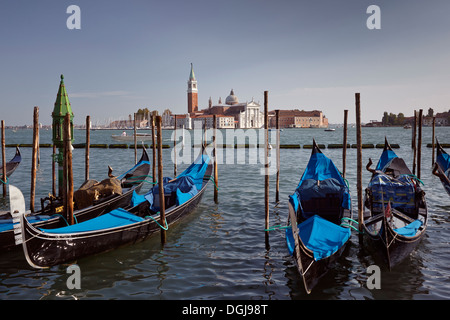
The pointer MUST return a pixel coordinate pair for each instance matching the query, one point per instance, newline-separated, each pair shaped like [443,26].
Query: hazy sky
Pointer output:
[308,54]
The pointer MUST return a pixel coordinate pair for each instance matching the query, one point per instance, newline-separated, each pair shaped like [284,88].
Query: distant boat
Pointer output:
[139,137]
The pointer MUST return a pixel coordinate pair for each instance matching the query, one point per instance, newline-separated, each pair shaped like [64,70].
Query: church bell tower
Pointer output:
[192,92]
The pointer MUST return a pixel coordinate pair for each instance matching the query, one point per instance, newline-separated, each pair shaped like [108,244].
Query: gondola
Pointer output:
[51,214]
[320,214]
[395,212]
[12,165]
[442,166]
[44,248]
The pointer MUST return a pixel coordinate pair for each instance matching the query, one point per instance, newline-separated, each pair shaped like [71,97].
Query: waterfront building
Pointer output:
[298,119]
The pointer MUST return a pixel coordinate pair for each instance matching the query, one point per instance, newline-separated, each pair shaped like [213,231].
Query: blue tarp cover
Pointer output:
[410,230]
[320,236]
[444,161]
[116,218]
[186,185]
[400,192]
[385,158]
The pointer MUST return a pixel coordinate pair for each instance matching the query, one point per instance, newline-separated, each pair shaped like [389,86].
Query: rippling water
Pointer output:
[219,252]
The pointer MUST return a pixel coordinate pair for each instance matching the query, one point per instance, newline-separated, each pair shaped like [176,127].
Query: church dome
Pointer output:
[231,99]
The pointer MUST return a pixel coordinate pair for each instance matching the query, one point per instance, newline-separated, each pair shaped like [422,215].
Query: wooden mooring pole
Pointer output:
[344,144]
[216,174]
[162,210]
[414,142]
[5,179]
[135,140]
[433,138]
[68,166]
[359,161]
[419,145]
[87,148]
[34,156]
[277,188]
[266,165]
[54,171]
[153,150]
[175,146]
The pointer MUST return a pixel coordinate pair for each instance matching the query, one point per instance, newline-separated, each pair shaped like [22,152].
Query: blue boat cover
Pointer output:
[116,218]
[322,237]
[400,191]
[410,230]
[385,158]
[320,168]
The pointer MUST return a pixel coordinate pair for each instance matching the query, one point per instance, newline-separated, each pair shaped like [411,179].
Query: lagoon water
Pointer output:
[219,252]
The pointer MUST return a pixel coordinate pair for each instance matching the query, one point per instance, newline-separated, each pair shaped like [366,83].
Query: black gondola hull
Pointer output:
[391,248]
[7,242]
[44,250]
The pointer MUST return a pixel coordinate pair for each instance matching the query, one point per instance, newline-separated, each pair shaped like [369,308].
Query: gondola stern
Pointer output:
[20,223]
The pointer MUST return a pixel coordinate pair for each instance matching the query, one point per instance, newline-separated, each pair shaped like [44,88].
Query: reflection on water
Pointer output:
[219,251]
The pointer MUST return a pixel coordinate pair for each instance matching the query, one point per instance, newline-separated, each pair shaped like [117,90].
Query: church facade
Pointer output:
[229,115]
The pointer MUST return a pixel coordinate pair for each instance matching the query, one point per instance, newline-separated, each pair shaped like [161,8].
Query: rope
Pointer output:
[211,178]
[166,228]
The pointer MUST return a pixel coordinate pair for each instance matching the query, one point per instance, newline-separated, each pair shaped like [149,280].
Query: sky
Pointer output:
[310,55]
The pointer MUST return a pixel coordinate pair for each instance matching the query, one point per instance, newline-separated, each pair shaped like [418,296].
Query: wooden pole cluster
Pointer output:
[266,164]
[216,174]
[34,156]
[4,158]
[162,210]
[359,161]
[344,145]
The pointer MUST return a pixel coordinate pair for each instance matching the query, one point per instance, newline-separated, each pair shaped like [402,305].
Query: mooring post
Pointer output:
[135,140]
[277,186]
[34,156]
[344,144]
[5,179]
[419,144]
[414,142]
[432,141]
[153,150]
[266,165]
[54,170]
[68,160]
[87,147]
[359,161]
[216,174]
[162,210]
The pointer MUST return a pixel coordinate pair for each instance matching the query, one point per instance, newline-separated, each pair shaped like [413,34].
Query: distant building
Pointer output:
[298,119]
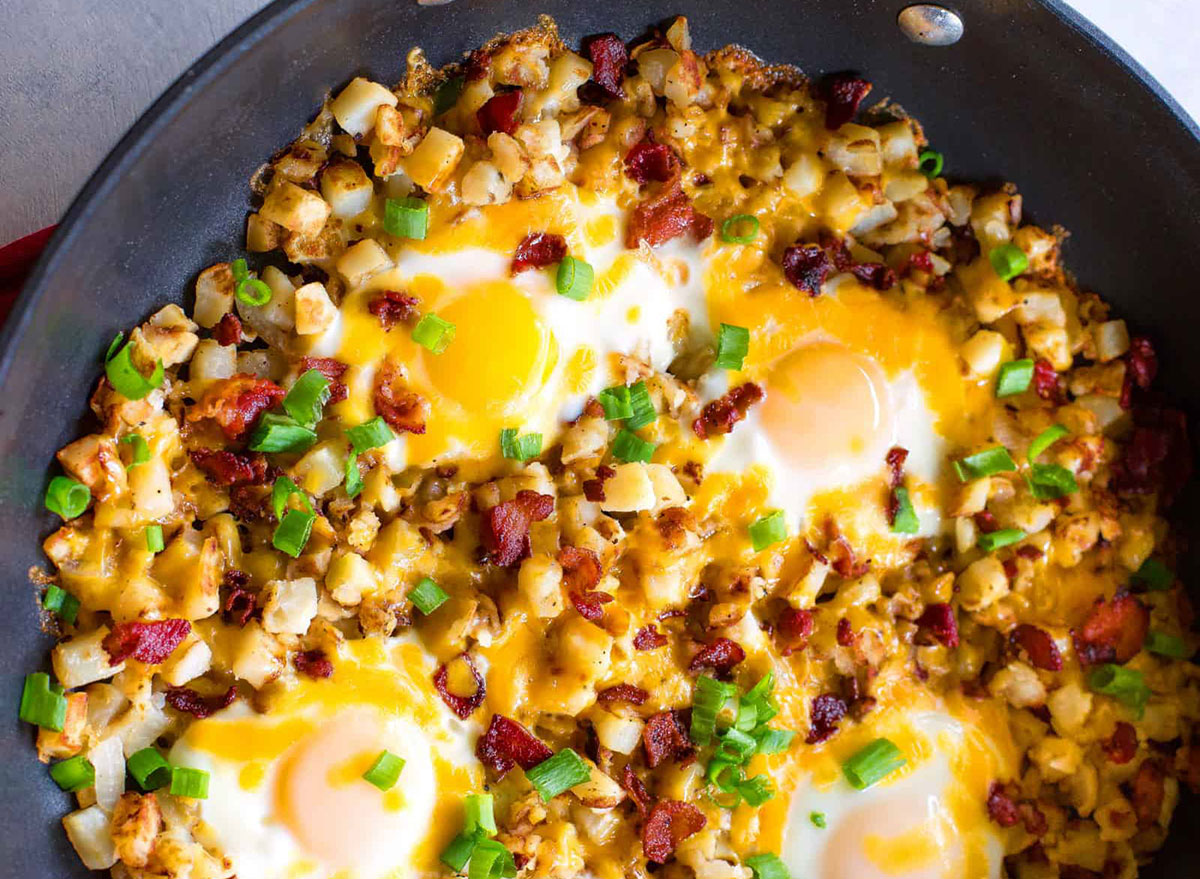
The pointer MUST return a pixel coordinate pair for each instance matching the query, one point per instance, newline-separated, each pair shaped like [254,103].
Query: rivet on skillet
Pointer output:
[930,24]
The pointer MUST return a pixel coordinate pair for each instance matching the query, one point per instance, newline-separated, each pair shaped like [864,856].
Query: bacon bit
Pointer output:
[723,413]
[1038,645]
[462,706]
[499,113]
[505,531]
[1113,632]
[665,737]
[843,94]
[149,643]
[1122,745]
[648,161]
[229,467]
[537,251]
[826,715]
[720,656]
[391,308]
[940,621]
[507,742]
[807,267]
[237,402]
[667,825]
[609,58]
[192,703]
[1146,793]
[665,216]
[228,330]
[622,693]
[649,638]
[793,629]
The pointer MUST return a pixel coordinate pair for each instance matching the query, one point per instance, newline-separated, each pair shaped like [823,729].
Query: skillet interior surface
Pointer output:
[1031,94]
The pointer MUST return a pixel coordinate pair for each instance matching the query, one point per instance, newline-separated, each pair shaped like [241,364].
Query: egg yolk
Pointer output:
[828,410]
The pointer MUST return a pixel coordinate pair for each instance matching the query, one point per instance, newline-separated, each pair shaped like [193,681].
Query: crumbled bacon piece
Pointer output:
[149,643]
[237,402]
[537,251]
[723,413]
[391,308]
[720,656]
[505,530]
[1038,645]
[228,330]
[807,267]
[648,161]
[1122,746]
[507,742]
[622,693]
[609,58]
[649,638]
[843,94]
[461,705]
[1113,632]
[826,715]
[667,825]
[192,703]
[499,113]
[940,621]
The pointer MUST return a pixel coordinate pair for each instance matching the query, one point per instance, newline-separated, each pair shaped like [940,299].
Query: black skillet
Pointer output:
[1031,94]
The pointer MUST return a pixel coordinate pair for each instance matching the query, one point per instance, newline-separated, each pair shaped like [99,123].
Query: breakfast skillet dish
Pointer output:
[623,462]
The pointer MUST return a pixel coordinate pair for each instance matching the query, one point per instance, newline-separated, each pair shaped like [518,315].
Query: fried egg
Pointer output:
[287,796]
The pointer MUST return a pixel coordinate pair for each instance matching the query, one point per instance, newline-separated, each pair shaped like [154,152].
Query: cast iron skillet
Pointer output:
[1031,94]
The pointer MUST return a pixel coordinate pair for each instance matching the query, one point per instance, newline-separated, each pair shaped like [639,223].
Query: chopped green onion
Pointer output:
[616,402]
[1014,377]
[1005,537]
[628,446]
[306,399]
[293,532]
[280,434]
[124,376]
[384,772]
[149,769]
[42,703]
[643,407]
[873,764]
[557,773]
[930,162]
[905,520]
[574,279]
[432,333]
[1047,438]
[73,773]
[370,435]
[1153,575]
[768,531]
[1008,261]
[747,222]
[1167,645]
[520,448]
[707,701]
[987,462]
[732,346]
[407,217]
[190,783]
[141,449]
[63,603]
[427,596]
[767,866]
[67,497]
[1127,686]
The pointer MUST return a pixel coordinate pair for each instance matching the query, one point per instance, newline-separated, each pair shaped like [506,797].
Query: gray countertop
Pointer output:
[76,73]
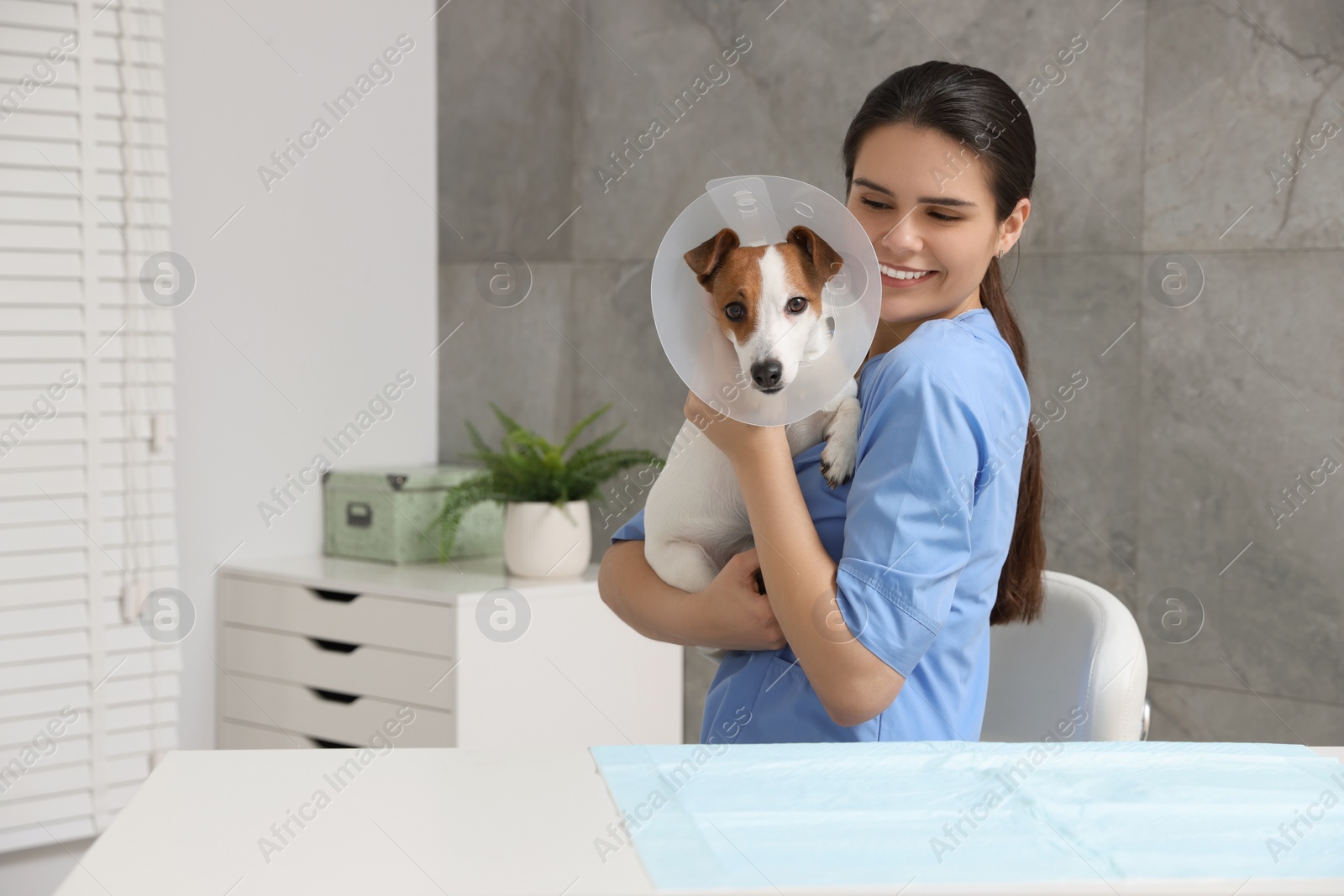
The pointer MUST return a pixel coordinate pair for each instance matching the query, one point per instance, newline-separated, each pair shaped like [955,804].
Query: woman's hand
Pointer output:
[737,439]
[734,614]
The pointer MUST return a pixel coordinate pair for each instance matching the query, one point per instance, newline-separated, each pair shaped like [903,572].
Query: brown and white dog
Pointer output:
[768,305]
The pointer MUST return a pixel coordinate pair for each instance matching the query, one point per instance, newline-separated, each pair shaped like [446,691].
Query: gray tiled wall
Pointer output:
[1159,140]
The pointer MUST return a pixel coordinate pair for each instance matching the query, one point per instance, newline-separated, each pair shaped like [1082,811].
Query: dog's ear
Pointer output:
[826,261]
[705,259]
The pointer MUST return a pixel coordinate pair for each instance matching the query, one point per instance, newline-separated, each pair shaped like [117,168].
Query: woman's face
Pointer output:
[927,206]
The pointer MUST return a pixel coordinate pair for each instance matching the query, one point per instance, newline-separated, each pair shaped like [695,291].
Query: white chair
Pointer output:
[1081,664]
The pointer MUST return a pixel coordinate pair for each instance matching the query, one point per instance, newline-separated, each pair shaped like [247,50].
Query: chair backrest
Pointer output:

+--

▸ Brief
The expected answer is a copy of each line in the listing above that contains "distant".

▸ Response for this exercise
Query: distant boat
Query: distant building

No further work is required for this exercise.